* _What is being asked_: Decide whether each statement below agrees with the essay on reading Kristin Lavransdatter, answering yes or no and quoting the deciding words of the essay. (a) The writer had skipped an earlier grade at school. (b) The writer asked the friend to explain what "necking" and "hickeys" meant. (c) The friend found the magazines in her sister's room.

Thursday, August 30, 2007

Forbidden Fruit: Reading Kristin Lavransdatter

Prior to the journey to Iceland this past summer to take part in a storytelling gathering where my group would devote a week to exploring Sigrid Undset's wondrous trilogy, Kristin Lavransdatter, I submitted the following essay to a project concerning women's literacy and their recollection of a book that made a profound impression on them.

In the summer I spent between grades eight and nine one of my girlfriends was a classmate much more developed than I was. “Developed” in the physical sense, for she had reached puberty and I lagged behind, having skipped an earlier grade at school to find myself a child among adolescents, a girl among young women with breasts, fingernail polish, and giggled conversation about boys. I remained the bookish outcast from girl talk but was nonetheless accepted on the fringe of these female clusters because of this friend. She in turn had an older sister with a steady boyfriend, and would report in conspiratorial tones about having observed them necking, and her sister having hickeys on her neck. “Necking” and “hickeys” were hitherto not part of my vocabulary and as I didn’t want to ask for definitions, I absorbed such confidences with a silence intended to conceal ignorance. The greatest revelation about becoming a young woman, however, was the stash of True Romance and True Confession magazines that my friend had discovered when snooping in her sister’s room and from which we pilfered samples to read and discuss. These supposedly “true” magazine accounts were our connection with the world of male-female relationships beyond the bare “facts of life” and we didn’t question the authenticity of these stories that somehow combined titillation with their cautionary moral underpinnings.

* _Dataset rows_:
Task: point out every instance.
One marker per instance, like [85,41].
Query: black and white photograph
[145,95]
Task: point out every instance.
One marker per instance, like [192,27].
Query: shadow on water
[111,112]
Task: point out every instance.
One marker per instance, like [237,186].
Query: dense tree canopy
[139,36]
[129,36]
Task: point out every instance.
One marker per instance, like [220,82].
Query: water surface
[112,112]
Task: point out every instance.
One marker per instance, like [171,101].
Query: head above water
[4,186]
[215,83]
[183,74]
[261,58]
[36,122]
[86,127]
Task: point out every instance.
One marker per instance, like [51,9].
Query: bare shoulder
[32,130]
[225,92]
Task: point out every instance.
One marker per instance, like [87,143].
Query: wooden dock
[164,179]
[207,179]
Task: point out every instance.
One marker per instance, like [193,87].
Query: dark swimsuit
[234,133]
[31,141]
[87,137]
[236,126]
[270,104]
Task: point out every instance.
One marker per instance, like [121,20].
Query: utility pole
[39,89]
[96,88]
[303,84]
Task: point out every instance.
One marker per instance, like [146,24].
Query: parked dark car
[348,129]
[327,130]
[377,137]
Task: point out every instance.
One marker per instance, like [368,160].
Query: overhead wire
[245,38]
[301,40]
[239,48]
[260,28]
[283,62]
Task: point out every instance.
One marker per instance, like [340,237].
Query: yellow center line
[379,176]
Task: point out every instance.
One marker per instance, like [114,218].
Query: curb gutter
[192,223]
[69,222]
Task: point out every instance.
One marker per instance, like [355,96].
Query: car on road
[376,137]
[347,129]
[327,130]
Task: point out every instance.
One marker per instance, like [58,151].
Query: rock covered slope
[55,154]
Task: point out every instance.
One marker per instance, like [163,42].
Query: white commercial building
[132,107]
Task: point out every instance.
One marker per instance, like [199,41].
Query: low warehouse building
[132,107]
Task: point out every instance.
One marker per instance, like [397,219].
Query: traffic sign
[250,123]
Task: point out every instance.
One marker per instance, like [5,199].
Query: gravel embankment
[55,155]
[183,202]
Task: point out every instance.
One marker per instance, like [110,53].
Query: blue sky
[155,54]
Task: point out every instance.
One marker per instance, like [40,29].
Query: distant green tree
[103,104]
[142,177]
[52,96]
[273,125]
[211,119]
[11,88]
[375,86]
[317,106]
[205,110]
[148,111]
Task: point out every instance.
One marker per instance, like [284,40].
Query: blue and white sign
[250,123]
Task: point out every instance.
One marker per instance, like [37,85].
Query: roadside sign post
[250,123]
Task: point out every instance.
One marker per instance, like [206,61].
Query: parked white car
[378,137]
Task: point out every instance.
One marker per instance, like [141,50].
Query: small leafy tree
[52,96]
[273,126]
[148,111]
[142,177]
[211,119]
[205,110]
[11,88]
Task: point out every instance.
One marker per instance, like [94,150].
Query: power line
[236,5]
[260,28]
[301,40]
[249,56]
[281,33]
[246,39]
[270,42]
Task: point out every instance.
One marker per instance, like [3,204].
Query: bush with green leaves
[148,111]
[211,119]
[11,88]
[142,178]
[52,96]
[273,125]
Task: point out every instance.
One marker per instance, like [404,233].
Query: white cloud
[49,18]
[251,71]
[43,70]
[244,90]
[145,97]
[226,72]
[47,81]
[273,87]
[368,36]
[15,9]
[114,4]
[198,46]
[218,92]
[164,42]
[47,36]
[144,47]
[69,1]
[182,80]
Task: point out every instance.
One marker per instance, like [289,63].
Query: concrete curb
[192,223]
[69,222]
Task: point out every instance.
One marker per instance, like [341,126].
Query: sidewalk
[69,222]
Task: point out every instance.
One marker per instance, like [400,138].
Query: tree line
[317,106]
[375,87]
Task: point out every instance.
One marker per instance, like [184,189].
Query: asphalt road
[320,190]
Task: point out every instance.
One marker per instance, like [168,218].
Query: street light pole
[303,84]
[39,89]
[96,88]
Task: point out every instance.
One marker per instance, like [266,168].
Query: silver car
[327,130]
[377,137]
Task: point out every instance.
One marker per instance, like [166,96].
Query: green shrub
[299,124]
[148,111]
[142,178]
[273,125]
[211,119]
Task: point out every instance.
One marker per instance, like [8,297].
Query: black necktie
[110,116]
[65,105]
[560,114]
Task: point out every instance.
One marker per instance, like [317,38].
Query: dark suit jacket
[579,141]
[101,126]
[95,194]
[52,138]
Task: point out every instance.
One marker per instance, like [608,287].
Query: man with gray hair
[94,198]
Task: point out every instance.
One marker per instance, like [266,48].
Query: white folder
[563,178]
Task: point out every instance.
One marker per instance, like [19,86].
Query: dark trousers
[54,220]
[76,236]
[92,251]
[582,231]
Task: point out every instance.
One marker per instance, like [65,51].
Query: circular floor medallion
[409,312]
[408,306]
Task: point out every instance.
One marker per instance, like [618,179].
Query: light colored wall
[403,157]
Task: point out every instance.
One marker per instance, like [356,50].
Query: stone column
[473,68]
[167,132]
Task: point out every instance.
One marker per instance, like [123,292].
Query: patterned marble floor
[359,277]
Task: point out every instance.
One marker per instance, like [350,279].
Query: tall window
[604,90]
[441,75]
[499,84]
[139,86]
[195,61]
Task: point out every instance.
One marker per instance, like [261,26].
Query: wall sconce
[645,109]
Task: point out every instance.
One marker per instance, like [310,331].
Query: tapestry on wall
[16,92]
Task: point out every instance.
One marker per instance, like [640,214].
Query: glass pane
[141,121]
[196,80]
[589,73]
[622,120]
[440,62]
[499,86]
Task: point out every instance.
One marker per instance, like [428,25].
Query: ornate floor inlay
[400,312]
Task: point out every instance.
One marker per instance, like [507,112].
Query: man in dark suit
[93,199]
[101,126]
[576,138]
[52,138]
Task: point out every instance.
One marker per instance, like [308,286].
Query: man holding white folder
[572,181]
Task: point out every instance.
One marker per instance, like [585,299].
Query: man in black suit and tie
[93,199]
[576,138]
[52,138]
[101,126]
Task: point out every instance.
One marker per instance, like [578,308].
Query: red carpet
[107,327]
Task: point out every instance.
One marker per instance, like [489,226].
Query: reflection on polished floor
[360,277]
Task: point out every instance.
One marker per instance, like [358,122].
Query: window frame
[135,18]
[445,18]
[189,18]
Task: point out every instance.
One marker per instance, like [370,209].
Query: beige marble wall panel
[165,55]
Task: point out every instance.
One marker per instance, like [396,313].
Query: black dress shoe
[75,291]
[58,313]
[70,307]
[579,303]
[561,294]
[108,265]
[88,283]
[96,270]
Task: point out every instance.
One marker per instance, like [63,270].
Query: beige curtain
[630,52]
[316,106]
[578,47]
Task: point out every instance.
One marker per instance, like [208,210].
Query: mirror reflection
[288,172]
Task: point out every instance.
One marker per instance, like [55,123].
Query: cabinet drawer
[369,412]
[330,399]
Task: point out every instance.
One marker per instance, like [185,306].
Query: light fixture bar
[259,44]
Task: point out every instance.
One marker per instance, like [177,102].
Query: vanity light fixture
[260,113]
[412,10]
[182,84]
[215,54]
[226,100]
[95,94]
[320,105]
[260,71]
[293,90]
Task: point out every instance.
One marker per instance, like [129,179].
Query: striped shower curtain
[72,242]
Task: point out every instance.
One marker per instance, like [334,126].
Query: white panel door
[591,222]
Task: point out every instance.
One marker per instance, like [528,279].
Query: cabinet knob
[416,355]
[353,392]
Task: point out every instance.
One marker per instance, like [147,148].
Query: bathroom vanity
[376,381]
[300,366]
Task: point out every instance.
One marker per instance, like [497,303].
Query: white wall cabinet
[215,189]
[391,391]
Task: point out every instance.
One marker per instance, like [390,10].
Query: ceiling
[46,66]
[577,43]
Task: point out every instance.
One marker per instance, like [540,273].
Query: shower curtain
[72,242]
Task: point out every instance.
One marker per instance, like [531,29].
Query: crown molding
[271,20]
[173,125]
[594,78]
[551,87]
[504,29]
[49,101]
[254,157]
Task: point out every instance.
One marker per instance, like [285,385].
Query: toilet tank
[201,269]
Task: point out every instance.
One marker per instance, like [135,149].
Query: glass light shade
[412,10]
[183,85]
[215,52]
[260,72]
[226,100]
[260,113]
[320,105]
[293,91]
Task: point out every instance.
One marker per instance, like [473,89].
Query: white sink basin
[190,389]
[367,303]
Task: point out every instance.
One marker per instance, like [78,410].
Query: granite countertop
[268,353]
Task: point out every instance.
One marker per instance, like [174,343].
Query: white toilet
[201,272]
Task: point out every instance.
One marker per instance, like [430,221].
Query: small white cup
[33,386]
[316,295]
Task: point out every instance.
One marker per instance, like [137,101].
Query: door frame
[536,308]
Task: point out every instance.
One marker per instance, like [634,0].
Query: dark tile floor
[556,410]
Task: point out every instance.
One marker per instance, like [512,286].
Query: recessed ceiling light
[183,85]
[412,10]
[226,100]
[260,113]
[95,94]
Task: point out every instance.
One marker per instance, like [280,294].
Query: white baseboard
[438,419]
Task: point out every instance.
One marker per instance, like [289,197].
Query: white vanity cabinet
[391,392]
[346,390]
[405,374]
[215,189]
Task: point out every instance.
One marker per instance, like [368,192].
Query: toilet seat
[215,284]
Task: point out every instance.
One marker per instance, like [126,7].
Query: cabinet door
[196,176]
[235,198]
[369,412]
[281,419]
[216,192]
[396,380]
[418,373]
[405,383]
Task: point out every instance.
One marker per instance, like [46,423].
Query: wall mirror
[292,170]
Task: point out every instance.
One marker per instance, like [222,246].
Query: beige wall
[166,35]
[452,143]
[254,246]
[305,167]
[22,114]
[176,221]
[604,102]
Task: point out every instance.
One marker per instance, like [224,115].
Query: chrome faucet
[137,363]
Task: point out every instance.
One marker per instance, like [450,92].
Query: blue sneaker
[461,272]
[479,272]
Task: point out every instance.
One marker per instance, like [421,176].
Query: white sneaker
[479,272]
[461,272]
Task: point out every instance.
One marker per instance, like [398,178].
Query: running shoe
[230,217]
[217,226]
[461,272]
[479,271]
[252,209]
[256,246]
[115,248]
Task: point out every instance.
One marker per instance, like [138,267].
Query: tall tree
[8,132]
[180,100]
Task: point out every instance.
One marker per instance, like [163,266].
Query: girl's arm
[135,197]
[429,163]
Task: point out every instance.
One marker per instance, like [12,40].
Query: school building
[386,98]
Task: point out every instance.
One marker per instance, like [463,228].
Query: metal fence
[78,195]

* _Result below_:
(a) Yes: "having skipped an earlier grade at school"
(b) No: "as I didn’t want to ask for definitions, I absorbed such confidences with a silence intended to conceal ignorance"
(c) Yes: "my friend had discovered when snooping in her sister’s room"